Французская конституция реформировала положение духовенства. Она повысила доходы низших и средних классов и взяла у высших. Теперь никто не получает меньше двенадцатисот ливров (пятьдесят фунтов стерлингов) и никто не получает больше двух или трех тысяч фунтов. Что мистер Бёрк противопоставит этому? Послушайте, что он говорит.

Он говорит: «Что народ Англии может видеть без боли или досады, как архиепископ идет впереди герцога; они могут видеть епископа Даремского или епископа Винчестерского во владении 10 000 фунтов в год; и не могут понять, почему это находится в худших руках, чем поместья на аналогичную сумму в руках того или иного графа или сквайра». И мистер Бёрк предлагает это как пример для Франции.

Что касается первой части, идет ли архиепископ впереди герцога или герцог впереди епископа, то это, я полагаю, для народа в целом несколько похоже на Стернхолда и Хопкинса или Хопкинса и Стернхолда; вы можете поставить кого угодно первым; и поскольку я признаю, что не понимаю достоинств этого дела, я не буду спорить об этом с мистером Бёрком.

▶ СОХРАНЁННЫЕ СТРОКИ:
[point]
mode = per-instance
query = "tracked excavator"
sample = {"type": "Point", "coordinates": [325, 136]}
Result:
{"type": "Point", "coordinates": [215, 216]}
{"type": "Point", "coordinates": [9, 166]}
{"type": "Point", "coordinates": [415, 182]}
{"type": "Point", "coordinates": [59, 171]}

▶ ЗАДАЧА 1:
Переведите на английский язык первое предложение фрагмента о духовенстве: «Французская конституция реформировала положение духовенства.»
▶ ЗАДАЧА 2:
Выберите в списке все строки, где встречается слово «type» (это тип).
Фрагмент и список никак не связаны между собой.

▶ ОТВЕТ 1:
The French constitution reformed the position of the clergy.

▶ ОТВЕТ 2:
sample = {"type": "Point", "coordinates": [325, 136]}
{"type": "Point", "coordinates": [215, 216]}
{"type": "Point", "coordinates": [9, 166]}
{"type": "Point", "coordinates": [415, 182]}
{"type": "Point", "coordinates": [59, 171]}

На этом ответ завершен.